____ Texte source
La Paysanne était une œuvre de maître, rappelle-toi cela. Il ne t’est plus permis de descendre. Pas de faiblesse ! Pas un vers faible ! Pas une métaphore qui ne soit suivie ! Il faut être correct comme Boileau et échevelé comme Shakespeare.

J’ai relu cette semaine le 1er  acte du Roi Lear. Je suis effrayé de ce bonhomme-là, plus j’y pense… L’ensemble de ses œuvres me fait un effet de stupéfaction et d’exaltation comme l’idée du système sidéral. Je n’y vois qu’une immensité où mon regard se perd avec des éblouissements.
________
____ Données fournies
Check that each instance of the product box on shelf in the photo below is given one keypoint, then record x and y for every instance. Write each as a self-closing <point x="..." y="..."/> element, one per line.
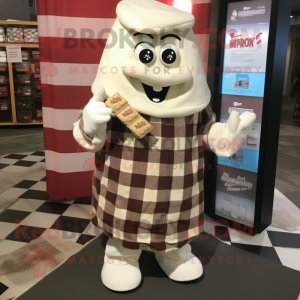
________
=== Tâches à réaliser ===
a) Recopiez le passage du texte source de « La Paysanne était » à « avec des éblouissements. ».
b) D’après le texte source, quel acte du Roi Lear a été relu cette semaine ?
c) Indiquez si chacune de ces affirmations concorde avec le texte source, en citant les mots qui tranchent : (i) il faut être correct comme Boileau ; (ii) La Paysanne y est jugée comme une œuvre faible ; (iii) l’ensemble des œuvres de Shakespeare produit un effet comparé à l’idée du système sidéral.
Les données proviennent d’une autre source que le texte.

=== Réponses par tâche ===
a)
La Paysanne était une œuvre de maître, rappelle-toi cela. Il ne t’est plus permis de descendre. Pas de faiblesse ! Pas un vers faible ! Pas une métaphore qui ne soit suivie ! Il faut être correct comme Boileau et échevelé comme Shakespeare.

J’ai relu cette semaine le 1er  acte du Roi Lear. Je suis effrayé de ce bonhomme-là, plus j’y pense… L’ensemble de ses œuvres me fait un effet de stupéfaction et d’exaltation comme l’idée du système sidéral. Je n’y vois qu’une immensité où mon regard se perd avec des éblouissements.

b) Le 1er acte.

c)
(i) Oui : « Il faut être correct comme Boileau et échevelé comme Shakespeare. »
(ii) Non : « La Paysanne était une œuvre de maître ».
(iii) Oui : « L’ensemble de ses œuvres me fait un effet de stupéfaction et d’exaltation comme l’idée du système sidéral. »